=== TRY IT ===
Summarize the account of the failed malware cleanup in two sentences.

[[ EXERCISE TEXT open ]]

Well that was a waste of 90 minutes and frankly I feel bad at the outcome.
Computer was crashing the browser over and over when I got there. So I got into task manager and managed to find and kill the process responsible for all the popups. I couldn't seem to find any of the files that I wanted to delete easily but I did find the folder for green av and deleted those files.
Then I discovered it wouldn't let me download any anti virus or antimalware. Malwarebytes, spyware doc etc when I tried to download it said you must be logged in as admin to do that. Her brother swears there is no admin login. I tried 4 different logins including the one labelled HP(brand of the computer) and got the same message each time. Even running malwarebytes from my external HD was blocked.
At that point the computer crashed and I had to reboot it. So I rebooted in safe mode but couldn't seem to do anything, rebooted again and now the computer won't boot. It gets to the screen where it gives you 3 options, esc for a menu, F1 for a boot screen(but it won't boot from that screen) or F10 which is the system restore built in to the computer that restores it to how it was the day it came out of the box. They didn't want me to do that, so eventually he said he'd take it to his work and see what his IT people advised.
I called a buddy of mine who's in IT and he basically said they have to wipe and redo, probably easiest to just use the F10 system restore. He was pretty convinced I hadn't done anything wrong, just when I tried to download any protection, the virus simply did something that locked out the computer entirely. So they're actually worse off now than when I started because they can't boot the PC at all now so I feel bad about that but nothing I can do. They don't have the CD's so the F10 restore is the best option but they didn't want me to do it.
Definitely stay away from this one ,it apparently can be really destructive if given enough time.
There are things that can be done even if it won't boot.

[[ EXERCISE TEXT closed ]]
[[ DATASET ENTRIES open ]]

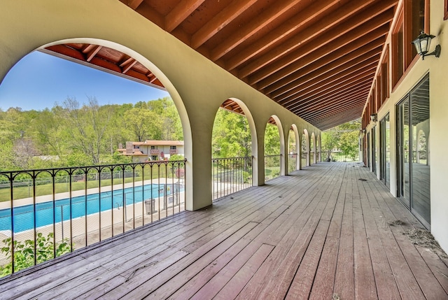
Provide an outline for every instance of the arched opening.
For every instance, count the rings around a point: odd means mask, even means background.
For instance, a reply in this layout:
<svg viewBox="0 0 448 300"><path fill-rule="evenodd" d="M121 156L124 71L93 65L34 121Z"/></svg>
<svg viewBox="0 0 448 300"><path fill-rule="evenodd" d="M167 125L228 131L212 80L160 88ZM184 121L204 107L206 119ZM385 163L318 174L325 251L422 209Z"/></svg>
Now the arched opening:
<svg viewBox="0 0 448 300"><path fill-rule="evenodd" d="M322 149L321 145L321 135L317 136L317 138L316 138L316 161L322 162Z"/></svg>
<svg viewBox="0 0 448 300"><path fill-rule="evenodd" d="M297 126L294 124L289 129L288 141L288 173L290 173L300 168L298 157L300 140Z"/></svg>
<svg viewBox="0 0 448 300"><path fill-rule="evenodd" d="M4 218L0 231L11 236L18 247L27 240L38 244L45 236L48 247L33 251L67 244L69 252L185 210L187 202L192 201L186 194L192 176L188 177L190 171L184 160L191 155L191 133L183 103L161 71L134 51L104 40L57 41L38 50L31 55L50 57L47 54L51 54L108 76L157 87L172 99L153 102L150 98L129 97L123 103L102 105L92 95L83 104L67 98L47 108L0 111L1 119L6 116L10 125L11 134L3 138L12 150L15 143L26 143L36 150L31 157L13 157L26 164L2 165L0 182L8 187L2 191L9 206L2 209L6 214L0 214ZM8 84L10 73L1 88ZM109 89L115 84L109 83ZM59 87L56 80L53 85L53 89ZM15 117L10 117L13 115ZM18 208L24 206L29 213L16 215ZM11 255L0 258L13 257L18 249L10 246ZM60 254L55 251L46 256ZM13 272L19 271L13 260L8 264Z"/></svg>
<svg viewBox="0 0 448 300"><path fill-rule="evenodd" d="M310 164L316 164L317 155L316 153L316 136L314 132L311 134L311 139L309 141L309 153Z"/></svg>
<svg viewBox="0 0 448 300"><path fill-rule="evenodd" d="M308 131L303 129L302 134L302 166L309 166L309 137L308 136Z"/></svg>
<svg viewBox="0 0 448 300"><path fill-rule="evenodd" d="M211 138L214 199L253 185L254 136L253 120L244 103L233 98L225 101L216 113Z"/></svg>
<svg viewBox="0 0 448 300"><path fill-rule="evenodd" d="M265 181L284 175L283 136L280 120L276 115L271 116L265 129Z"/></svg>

[[ DATASET ENTRIES closed ]]
[[ DATASET ENTRIES open ]]

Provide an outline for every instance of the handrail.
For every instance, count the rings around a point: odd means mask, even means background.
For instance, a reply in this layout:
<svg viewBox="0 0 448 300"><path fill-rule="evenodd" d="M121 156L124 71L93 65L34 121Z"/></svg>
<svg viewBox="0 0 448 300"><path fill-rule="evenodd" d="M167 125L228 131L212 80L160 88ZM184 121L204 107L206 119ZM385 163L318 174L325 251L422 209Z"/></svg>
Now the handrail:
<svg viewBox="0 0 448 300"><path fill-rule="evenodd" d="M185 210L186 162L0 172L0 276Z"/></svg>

[[ DATASET ENTRIES closed ]]

=== EXERCISE ANSWER ===
After killing the popup process and deleting the green av files, the writer found that every attempt to download or run antivirus or antimalware was blocked by a message requiring an admin login. The computer then crashed and would no longer boot, and an IT friend advised wiping it, most easily with the F10 system restore, which the owners did not want done.